While I would like to accept a drafting error was made, it is not good enough that a provision, which is clearly unconstitutional, should have made its way from the drafting section of the Attorney General's Office through other Government offices into this Bill. Was this Bill rushed or was an attempt made to throw together a Bill for the sake of appearances? If not, somebody has made a mistake. It is not good enough that such wording should be included in a Bill.
I wish to voice a query about the abolition of the distinction between penal servitude and hard labour, a point on which I have not made up my mind. My understanding of the distinction is that penal servitude does not permit remission of sentences. Are we saying in this Bill that all sentences are capable of remission? Are we saying that somebody convicted of certain offences may only have to serve a small proportion of their sentence? That would be the wrong signal to give to the public. I hope it is not part of the Labour Party's soft approach to prisons and sentencing——
Mr. Mulcahy: With regard to early releases, last week a female prisoner who was sentenced to 12 months imprisonment was released from Mountjoy Prison after serving only 48 hours of her sentence. The excuse for her release was shortage of prison space. That is a scandal which causes great concern to the public. It brings the administration of justice into disrepute because the public loses confidence in the system. Judges and prosecutors also become disheartened. It is unacceptable. I hope the Minister of State will make a clear statement that the abolition of the  distinction between penal servitude and hard labour will not make it easier to release convicted prisoners early. I would appreciate such clarification.

※

> [Work instructions]
**a.** From the debate passage, reproduce word for word the stretch from "While I would" through "included in a Bill.".
**b.** Quote every sentence in the debate passage that ends with a question mark.

※

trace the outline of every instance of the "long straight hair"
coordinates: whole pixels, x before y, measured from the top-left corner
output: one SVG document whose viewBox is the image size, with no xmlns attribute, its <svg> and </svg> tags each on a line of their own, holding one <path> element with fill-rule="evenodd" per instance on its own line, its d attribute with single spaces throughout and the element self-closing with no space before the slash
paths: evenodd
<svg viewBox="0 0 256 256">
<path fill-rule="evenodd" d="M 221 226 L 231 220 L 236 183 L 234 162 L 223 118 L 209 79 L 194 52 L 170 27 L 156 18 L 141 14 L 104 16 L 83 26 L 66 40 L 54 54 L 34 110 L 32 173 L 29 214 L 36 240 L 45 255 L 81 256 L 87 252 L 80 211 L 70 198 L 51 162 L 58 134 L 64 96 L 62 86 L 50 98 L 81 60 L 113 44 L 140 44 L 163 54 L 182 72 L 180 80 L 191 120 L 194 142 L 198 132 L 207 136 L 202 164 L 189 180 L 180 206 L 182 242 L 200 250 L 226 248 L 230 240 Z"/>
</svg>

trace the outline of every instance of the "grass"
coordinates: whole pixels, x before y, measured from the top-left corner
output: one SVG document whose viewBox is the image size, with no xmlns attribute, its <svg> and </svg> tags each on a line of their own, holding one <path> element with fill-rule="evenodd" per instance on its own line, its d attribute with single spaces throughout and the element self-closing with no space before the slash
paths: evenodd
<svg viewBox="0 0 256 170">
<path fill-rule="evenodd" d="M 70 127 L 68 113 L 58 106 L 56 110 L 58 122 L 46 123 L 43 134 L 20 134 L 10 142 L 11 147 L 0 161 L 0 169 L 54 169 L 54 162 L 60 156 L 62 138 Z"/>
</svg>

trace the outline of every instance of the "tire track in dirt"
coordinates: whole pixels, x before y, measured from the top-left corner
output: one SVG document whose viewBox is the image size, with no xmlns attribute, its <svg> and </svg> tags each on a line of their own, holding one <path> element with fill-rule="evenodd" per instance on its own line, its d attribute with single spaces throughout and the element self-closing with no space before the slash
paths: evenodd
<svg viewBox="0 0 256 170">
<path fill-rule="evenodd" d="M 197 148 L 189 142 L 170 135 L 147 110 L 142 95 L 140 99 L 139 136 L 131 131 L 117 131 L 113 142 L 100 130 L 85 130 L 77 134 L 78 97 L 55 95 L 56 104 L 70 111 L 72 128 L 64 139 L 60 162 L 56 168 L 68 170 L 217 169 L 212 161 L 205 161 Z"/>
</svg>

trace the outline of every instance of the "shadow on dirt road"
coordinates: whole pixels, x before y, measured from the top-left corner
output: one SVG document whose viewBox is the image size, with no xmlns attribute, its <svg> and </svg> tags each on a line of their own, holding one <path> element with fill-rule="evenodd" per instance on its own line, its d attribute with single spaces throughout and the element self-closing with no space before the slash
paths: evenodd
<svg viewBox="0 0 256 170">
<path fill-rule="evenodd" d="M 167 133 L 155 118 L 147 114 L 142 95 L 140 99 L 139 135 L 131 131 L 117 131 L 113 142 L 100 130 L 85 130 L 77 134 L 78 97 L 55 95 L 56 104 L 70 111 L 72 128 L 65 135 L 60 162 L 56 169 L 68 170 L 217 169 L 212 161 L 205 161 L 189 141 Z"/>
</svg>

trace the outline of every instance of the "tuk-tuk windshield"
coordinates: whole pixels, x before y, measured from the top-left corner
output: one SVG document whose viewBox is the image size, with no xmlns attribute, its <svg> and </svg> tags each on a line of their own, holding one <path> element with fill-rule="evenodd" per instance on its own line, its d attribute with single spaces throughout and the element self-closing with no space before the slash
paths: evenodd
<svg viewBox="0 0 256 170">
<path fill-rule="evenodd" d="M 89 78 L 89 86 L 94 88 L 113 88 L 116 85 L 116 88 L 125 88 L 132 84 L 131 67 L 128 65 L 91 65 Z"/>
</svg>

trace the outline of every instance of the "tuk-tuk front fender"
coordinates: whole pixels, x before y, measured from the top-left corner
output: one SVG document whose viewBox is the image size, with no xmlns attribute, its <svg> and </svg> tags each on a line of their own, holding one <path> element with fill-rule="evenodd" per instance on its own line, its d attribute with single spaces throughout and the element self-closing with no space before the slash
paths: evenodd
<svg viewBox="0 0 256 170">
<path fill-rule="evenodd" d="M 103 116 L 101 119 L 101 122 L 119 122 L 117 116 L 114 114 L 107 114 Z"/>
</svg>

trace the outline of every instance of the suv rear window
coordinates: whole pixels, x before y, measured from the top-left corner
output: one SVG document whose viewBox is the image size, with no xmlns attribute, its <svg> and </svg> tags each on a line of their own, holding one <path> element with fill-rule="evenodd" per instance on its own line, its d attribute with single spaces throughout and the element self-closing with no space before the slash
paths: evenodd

※

> [Answers by task]
**a.**
While I would like to accept a drafting error was made, it is not good enough that a provision, which is clearly unconstitutional, should have made its way from the drafting section of the Attorney General's Office through other Government offices into this Bill. Was this Bill rushed or was an attempt made to throw together a Bill for the sake of appearances? If not, somebody has made a mistake. It is not good enough that such wording should be included in a Bill.

**b.**
- Was this Bill rushed or was an attempt made to throw together a Bill for the sake of appearances?
- Are we saying in this Bill that all sentences are capable of remission?
- Are we saying that somebody convicted of certain offences may only have to serve a small proportion of their sentence?